* _Quoted text_
'''
Since there is an ambiguity in the meaning of "trailer" we turn our attention to interpreting the term "trailer" as employed in the insurance policy in question. In the absence of a specific definition in an insurance policy, the words used by the insurer must be interpreted in accordance with their ordinary, plain and usual meaning. Jorgenson v. Metropolitan Life Ins. Co., 136 N.J.L. 148, 152 (N.J.Sup.Ct. 1947); Lansco, Inc. v. Dept. of Environmental Protection, 138 N.J. Super. 275, 281-282 (Ch.Div. 1975), certif. den. 73 N.J. 57 (1977). See also Cooper v. Government Employees Ins. Co., 51 N.J. 86, 93; Mondelli v. State Farm Mut. Auto. Ins. Co., 193 N.J. Super. 522, 525 (App.Div. 1984).

While this issue has not been dealt with in a reported decision in New Jersey, other jurisdictions faced with the problem have referred to dictionary definitions in determining the plain, ordinary and commonly understood meaning of the term "trailer" in an insurance policy. See Safeguard Insurance Co. v. Justice, 203 Va. 972, 128 S.E.2d 286 (Sup.Ct. 1962); Jones v. *715 Beiber, 251 Iowa 969, 103 N.W.2d 364 (Sup.Ct. 1960). "Trailer" is defined as "a vehicle or one in a succession of vehicles hauled usually by some other vehicle: as a nonautomotive highway or industrial-plant vehicle designed to be hauled ..." Webster's Third New International Dictionary (unabridged 1971). Other jurisdictions when determining the common usage of the term "trailer" have used their motor vehicle codes for guidance. See Corsi Bros. v. Daly, 242 N.Y.S.2d 865, 39 Misc.2d 1076 (1963) aff'd 21 A.D.2d 853, 252 N.Y.S.2d 253 (1964); Safeguard Insurance Co. v. Justice, 203 Va. 972, 128 S.E.2d 286 (Sup.Ct. 1962).

Our Motor Vehicle and Traffic Code, N.J.S.A. 39:1-1 defines: "Trailer" as a "vehicle with or without motive power, other than a pole trailer, designed for carrying persons or property and for being drawn by a motor vehicle and so constructed that no part of its weight rests upon the towing vehicle." "Semitrailer" is defined as a "vehicle with or without motive power, other than a pole trailer, designed for carrying persons or property and for being drawn by a motor vehicle and so constructed that some part of its weight and that of its load rests upon or is carried by another vehicle." N.J.S.A. 39:1-1. The fact a "trailer" has none of its weight resting upon the vehicle pulling it while a "semitrailer" has part of its weight on the other vehicle is not significant when it is the plain ordinary meaning of "trailer" which is the focus of our inquiry.

The ordinary person looking at a truck pulling a "trailer" on the highway would not be able to discern whether the "trailer" was a trailer, semitrailer or container. Clearly the plain, ordinary and commonly understood meaning of "trailer" to the public if based on observation would include semis, tractor trailers and plaintiff's coupled chassis and containers.
'''
* _Material_
'''
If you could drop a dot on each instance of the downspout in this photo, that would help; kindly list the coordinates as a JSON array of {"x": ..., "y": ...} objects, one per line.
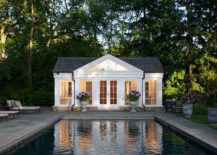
[
  {"x": 143, "y": 90},
  {"x": 73, "y": 79},
  {"x": 72, "y": 105}
]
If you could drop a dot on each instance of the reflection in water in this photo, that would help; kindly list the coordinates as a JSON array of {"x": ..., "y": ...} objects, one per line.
[
  {"x": 72, "y": 137},
  {"x": 151, "y": 137},
  {"x": 85, "y": 140},
  {"x": 89, "y": 137}
]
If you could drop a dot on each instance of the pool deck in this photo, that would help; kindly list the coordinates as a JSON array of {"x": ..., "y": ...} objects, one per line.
[{"x": 17, "y": 131}]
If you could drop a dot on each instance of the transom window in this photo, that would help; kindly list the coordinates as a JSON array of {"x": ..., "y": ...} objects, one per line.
[
  {"x": 129, "y": 85},
  {"x": 86, "y": 86},
  {"x": 108, "y": 65},
  {"x": 66, "y": 91},
  {"x": 151, "y": 92}
]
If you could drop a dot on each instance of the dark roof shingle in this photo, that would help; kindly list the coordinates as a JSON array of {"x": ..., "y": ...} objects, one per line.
[{"x": 69, "y": 64}]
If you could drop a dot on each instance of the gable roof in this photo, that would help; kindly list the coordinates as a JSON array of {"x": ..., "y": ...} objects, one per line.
[{"x": 69, "y": 64}]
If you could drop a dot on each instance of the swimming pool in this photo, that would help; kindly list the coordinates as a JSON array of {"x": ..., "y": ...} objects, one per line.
[{"x": 102, "y": 137}]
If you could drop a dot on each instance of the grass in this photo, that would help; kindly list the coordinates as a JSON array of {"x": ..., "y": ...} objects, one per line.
[{"x": 202, "y": 119}]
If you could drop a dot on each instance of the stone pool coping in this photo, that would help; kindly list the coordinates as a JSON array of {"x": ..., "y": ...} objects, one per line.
[
  {"x": 18, "y": 131},
  {"x": 198, "y": 133}
]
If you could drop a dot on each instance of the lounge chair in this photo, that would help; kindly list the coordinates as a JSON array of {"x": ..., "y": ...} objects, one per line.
[
  {"x": 16, "y": 105},
  {"x": 2, "y": 116},
  {"x": 10, "y": 113}
]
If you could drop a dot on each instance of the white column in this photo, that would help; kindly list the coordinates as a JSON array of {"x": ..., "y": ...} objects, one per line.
[
  {"x": 143, "y": 84},
  {"x": 57, "y": 92},
  {"x": 95, "y": 92},
  {"x": 73, "y": 95},
  {"x": 139, "y": 87},
  {"x": 159, "y": 92},
  {"x": 77, "y": 91},
  {"x": 121, "y": 92}
]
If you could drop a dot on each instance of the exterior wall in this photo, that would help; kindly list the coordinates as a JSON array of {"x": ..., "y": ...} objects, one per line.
[
  {"x": 57, "y": 90},
  {"x": 119, "y": 76},
  {"x": 159, "y": 78},
  {"x": 120, "y": 89}
]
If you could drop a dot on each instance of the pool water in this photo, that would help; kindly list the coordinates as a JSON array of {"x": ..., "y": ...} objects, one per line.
[{"x": 131, "y": 137}]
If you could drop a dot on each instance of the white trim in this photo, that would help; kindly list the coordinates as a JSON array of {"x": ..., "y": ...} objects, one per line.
[
  {"x": 118, "y": 74},
  {"x": 62, "y": 76},
  {"x": 107, "y": 57}
]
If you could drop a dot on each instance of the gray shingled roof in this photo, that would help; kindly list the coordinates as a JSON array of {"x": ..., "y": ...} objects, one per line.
[{"x": 69, "y": 64}]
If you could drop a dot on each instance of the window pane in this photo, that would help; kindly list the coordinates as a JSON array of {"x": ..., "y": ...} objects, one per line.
[
  {"x": 103, "y": 92},
  {"x": 129, "y": 85},
  {"x": 65, "y": 92},
  {"x": 151, "y": 92}
]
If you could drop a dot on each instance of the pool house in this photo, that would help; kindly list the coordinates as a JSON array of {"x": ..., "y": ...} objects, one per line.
[{"x": 108, "y": 80}]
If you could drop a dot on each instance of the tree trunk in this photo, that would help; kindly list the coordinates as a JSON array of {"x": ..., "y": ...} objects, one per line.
[
  {"x": 30, "y": 46},
  {"x": 3, "y": 37}
]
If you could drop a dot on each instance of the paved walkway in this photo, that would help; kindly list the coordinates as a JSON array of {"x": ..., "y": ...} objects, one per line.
[
  {"x": 110, "y": 115},
  {"x": 16, "y": 131},
  {"x": 19, "y": 130},
  {"x": 199, "y": 133}
]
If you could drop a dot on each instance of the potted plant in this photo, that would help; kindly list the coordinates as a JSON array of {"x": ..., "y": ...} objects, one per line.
[
  {"x": 133, "y": 98},
  {"x": 187, "y": 107},
  {"x": 83, "y": 98}
]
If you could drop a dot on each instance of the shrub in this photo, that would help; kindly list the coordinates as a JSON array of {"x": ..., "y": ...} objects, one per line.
[
  {"x": 200, "y": 109},
  {"x": 42, "y": 97}
]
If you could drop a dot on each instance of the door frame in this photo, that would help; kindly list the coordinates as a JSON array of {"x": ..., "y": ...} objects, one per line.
[{"x": 108, "y": 105}]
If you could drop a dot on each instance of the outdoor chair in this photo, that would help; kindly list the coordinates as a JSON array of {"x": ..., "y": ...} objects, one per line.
[
  {"x": 178, "y": 106},
  {"x": 3, "y": 116},
  {"x": 16, "y": 105},
  {"x": 170, "y": 105},
  {"x": 10, "y": 113}
]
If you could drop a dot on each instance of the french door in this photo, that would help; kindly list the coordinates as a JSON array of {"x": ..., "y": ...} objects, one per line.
[{"x": 108, "y": 92}]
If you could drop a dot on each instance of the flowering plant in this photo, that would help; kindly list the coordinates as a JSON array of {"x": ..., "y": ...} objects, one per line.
[
  {"x": 133, "y": 95},
  {"x": 83, "y": 96},
  {"x": 189, "y": 97}
]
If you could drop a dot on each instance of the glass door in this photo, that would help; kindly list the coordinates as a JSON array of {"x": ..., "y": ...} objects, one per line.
[
  {"x": 108, "y": 92},
  {"x": 103, "y": 92},
  {"x": 113, "y": 92}
]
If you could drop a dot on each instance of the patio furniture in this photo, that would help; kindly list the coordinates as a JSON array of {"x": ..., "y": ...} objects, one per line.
[
  {"x": 178, "y": 106},
  {"x": 173, "y": 105},
  {"x": 170, "y": 105},
  {"x": 16, "y": 105},
  {"x": 3, "y": 116},
  {"x": 11, "y": 113}
]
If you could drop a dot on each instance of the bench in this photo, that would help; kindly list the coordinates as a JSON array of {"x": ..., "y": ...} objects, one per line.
[{"x": 3, "y": 116}]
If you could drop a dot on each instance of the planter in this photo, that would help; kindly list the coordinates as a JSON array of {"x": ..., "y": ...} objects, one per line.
[
  {"x": 84, "y": 106},
  {"x": 187, "y": 109},
  {"x": 212, "y": 115},
  {"x": 133, "y": 105}
]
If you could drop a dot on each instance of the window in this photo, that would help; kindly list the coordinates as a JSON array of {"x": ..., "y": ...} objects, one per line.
[
  {"x": 86, "y": 86},
  {"x": 66, "y": 92},
  {"x": 103, "y": 92},
  {"x": 151, "y": 92},
  {"x": 108, "y": 65},
  {"x": 113, "y": 92},
  {"x": 129, "y": 85}
]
'''
* _Short exercise 1_
According to the opinion, how much of a trailer's weight rests on the towing vehicle under N.J.S.A. 39:1-1?
* _Short exercise 2_
State whether each statement agrees with the opinion, answering yes or no and quoting the deciding words. (a) A reported New Jersey decision has already settled what "trailer" means in an insurance policy. (b) When a policy gives no specific definition, the insurer's words take their ordinary, plain and usual meaning. (c) The weight difference between a trailer and a semitrailer is treated as decisive.
The listing plays no part in what follows.

* _Full response 1_
None of it.

* _Full response 2_
(a) No: "this issue has not been dealt with in a reported decision in New Jersey"
(b) Yes: "In the absence of a specific definition in an insurance policy, the words used by the insurer must be interpreted in accordance with their ordinary, plain and usual meaning."
(c) No: "is not significant when it is the plain ordinary meaning"